Short exercise:
Which lines in the entries below contain the string "quickstart"? Return every such line in full, counting only matches with the same uppercase and lowercase letters.

Records for this exercise:

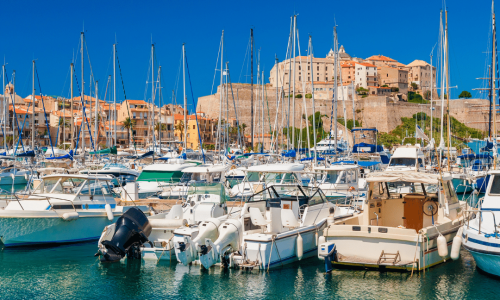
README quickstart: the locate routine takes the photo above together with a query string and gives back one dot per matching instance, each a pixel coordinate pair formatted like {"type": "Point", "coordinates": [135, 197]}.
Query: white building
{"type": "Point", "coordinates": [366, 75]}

...

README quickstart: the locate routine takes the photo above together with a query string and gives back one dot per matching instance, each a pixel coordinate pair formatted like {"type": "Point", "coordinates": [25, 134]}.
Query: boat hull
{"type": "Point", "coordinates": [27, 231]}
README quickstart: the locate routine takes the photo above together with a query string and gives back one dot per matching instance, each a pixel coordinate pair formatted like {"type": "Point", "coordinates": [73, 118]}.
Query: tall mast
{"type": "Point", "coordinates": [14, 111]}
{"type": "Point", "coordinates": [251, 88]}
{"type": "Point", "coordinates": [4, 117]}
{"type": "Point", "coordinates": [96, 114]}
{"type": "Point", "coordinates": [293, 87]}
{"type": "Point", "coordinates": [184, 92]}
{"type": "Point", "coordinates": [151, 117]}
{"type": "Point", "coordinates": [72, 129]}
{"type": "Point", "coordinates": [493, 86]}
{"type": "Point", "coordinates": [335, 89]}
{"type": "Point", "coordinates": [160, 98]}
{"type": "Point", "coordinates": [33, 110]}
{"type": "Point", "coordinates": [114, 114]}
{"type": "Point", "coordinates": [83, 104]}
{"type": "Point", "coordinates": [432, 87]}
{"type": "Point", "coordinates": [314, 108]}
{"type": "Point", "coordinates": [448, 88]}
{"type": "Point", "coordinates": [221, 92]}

Response to the task:
README quickstart: the locate routine takes the photo above together with a query string and gives back one dot per matching instance, each a pixel coordinate pair formatted like {"type": "Point", "coordinates": [135, 197]}.
README quickstart: the locate routine takes the photo above together with a query string and gives back one dot per matching instance, each a pixel coordinate pair formatted like {"type": "Point", "coordinates": [25, 134]}.
README quickstart: the locate routine takes the photo above together with a query string and gives back one dot per matching instance, each a pixel coordinate pair formatted like {"type": "Point", "coordinates": [73, 118]}.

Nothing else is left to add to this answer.